Document text ▸
++++++++++++++++++++
The baseline characteristics of study children by era of listing are summarized in Table 1. As expected, white children represented a lower percentage and the three minority groups a higher percentage of listed children in successive eras. This finding appeared to be in part due to a higher proportion of black and Hispanic children in the US getting listed for a HT in recent eras (Fig S1, online supplement). There was a progressive increase in the percentage of listed children with a diagnosis of congenital heart disease and prior cardiac surgery (P<0.001), in children supported by a ventricular assist device (P<0.001), in children on dialysis (P<0.001) and in those on public medical insurance (P<0.001). Only 7% of children listed during 1987–1994 had Medicaid insurance compared to ≥40% of children listed during the 2 recent eras.
Black children were likely to be older and more likely to have cardiomyopathy as their listing diagnosis (P<0.001 for distribution of age and diagnosis, see Table S1, online supplement). White children were more likely to have congenital heart disease with previous cardiac surgery as their listing diagnosis compared to other groups (P<0.001). Black and Hispanic children were more likely to have blood type O and less likely to have blood type A compared to white and other children (P<0.001 for racial distribution of blood type). Black (50%) and Hispanic (52%) children were more likely than white (21%) and Other (25%) children to have public medical insurance (P<0.001). Although there were statistically significant differences in racial distribution of gender, listing status and hemodynamic support, the differences appeared to be small and due to large sample size rather than of clinical importance.
Era Effect for Wait-list Mortality
Of 8096 children in the study, 4969 (61%) received a HT, 1616 (20%) died on the wait-list, 263 (3%) were removed from the wait-list due to clinical deterioration, 1090 (13%) were removed due to recovery or other reasons and 158 (2%) were still waiting on the last day of the study. Of 263 children who were removed from the wait-list due to clinical deterioration, 8 were re-listed, 5 died after re-listing, 2 were removed again due to deterioration and one due to recovery. There was a progressive decline in overall wait-list mortality in successive eras (26%, 23%, 18% and 13%, respectively). Wait-list mortality declined in all age-groups during the study period. Wait-list mortality was 29%, 29%, 22% and 19%, respectively during the four eras in infants less than 1 year of age. A similar trend was noted in the secondary, composite outcome of death on the wait-list or removal from the list due to clinical deterioration.
++++++++++++++++++++
Study material ▸
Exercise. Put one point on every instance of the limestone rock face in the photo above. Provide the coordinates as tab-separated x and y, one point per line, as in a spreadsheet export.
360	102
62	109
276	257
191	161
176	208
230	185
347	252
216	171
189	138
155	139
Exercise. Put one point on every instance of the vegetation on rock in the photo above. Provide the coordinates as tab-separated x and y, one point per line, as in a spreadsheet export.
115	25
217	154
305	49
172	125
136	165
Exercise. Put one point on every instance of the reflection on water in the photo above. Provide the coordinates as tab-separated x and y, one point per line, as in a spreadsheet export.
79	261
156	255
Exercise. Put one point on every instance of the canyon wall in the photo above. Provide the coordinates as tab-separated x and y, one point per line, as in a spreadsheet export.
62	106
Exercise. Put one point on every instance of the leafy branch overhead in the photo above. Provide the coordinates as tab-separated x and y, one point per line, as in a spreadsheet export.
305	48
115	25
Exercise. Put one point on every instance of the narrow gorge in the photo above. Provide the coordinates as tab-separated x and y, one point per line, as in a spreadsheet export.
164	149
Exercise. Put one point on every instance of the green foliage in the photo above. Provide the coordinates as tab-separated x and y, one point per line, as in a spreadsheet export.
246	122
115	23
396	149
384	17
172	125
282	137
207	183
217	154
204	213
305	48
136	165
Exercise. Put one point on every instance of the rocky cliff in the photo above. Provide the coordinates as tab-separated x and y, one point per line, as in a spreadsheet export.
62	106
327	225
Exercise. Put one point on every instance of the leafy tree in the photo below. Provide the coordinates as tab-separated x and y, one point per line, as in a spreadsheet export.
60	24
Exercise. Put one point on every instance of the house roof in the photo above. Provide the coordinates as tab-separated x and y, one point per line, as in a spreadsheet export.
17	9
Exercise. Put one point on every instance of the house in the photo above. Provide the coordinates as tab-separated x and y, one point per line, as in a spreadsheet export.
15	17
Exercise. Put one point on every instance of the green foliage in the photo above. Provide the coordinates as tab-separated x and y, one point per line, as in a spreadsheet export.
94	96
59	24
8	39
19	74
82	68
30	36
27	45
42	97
++++++++++++++++++++
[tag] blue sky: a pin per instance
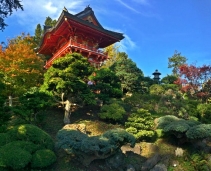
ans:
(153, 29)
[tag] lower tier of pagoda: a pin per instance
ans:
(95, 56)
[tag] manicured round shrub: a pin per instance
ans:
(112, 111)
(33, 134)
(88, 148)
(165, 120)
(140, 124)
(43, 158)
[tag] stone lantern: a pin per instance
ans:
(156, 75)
++++++++++++++++++++
Explore the material ▸
a. According to the pediatric heart transplant excerpt, what percentage of children listed during 1987–1994 had Medicaid insurance?
b. List each outcome that the pediatric heart transplant excerpt reports for the 8096 children in the study, with the number of children who had it.
c. Continue the pediatric heart transplant excerpt, beginning after its final sentence.
None of the material is needed for this work.

Expected results ▸
a. 7% of children listed during 1987–1994 had Medicaid insurance.

b.
- Received a HT: 4969 (61%)
- Died on the wait-list: 1616 (20%)
- Removed from the wait-list due to clinical deterioration: 263 (3%)
- Removed due to recovery or other reasons: 1090 (13%)
- Still waiting on the last day of the study: 158 (2%)

c.
Figure 1 illustrates competing outcomes (proportion transplanted, died, removed due to deterioration, removed due to recovery/other reasons, and still waiting) in wait-listed children during the 12 months after listing for each of the 4 eras. There was a progressive increase in percentage of children listed during each era who received a HT (57, 60, 61, and 68 percent respectively including those transplanted > 12 months after listing) and a progressive increase in percentage of children who were removed from the list due to clinical deterioration (0.1, 2.2, 4.7, and 6.0 percent, respectively). The percentage of children who were removed from the list due to recovery appeared to be smaller with time whereas the percentage of children who were still on the wait-list >12 months after initial listing appeared to be higher in successive eras (Figure 2), however these trends were not consistent across eras. The percentage of children supported on a VAD at the time of their transplant increased progressively (2, 6, 7, and 13 percent, respectively) as did the percentage of children transplanted with an ABO incompatible HT (<1, <1, 1, and 4 percent, respectively).
Overall wait-list mortality was 19% in white, 19% in Hispanic, 22% in black and 22% in Other children. During 1989–1994, only 12% of Hispanic children died on the wait-list compared to 26%, 31% and 34% of white, black and Other children, respectively. In the most recent era (2005–2009), wait-list mortality was 13% in white, 13% in black, 14% in Hispanic and 10% in Other children (Figure 2)
Predictors of Wait-list Mortality
In univariable analysis, a higher risk of wait-list mortality (shorter time to death) was associated with younger age, congenital heart disease, listing status 1 or 1A, ECMO or ventilator support, and dialysis support. Blood type A and the more recent eras were associated with a lower risk of death on the wait-list. Compared to children listed during 1989–1994, the risk of death on the wait-list decreased by 36% during 1995–1999 (Hazard ratio [HR] 0.64, 95% confidence interval CI 0.56, 0.73), by 47% during 2000–2004 (HR 0.53, CI 0.46, 0.60) and by 59% during 2005–2009 (HR 0.41, CI 0.35, 0.47). Similar associations were found for the secondary, composite outcome of wait-list mortality or removal from the list due to clinical deterioration.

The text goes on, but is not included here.